Problem: Collect every line in the rows below that contains the word "floor", copying each one as it appears.

Data for processing:
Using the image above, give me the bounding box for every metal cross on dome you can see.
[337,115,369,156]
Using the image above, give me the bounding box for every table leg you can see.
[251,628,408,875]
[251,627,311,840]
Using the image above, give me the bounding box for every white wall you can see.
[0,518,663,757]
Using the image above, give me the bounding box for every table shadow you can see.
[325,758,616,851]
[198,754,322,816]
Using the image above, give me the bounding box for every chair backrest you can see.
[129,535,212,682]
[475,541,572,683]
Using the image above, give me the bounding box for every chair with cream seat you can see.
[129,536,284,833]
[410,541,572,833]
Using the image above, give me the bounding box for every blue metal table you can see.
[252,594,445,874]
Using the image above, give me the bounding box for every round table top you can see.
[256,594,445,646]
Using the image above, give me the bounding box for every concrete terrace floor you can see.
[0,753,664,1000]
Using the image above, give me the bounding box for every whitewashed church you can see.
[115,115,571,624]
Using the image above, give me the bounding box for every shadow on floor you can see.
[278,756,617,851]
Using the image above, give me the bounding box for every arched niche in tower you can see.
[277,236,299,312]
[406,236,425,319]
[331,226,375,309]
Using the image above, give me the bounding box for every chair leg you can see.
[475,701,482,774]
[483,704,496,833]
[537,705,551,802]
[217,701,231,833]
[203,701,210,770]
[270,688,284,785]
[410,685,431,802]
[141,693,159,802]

Completed task:
Using the image above, give me the bounding box for every concrete terrace floor you can see.
Using the image above, give me the bounding box for every shadow on floor you can see.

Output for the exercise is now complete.